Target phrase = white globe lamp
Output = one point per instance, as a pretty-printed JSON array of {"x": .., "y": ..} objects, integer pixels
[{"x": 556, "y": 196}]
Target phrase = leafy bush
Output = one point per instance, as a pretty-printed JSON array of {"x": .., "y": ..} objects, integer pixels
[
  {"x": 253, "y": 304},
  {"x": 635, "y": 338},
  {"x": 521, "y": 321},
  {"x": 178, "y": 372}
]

• [TASK REQUIREMENTS]
Rewrite the listing above as a Markdown table with the columns "No." and "Text": put each line's position in "No." and the line itself in "Text", and skip any blank lines.

• [SOLVED EXERCISE]
| No. | Text |
|---|---|
| 1 | Target phrase = white globe lamp |
| 2 | Output = one point per instance, as a pretty-printed JSON array of {"x": .., "y": ..} objects, integer pixels |
| 3 | [{"x": 556, "y": 196}] |
| 4 | Target phrase = leafy bush |
| 5 | Output = one point per instance, as a pretty-printed JSON array of {"x": .., "y": ..} objects, integer pixels |
| 6 | [ |
| 7 |   {"x": 253, "y": 304}, |
| 8 |   {"x": 635, "y": 338}, |
| 9 |   {"x": 521, "y": 321}, |
| 10 |   {"x": 178, "y": 372} |
| 11 | ] |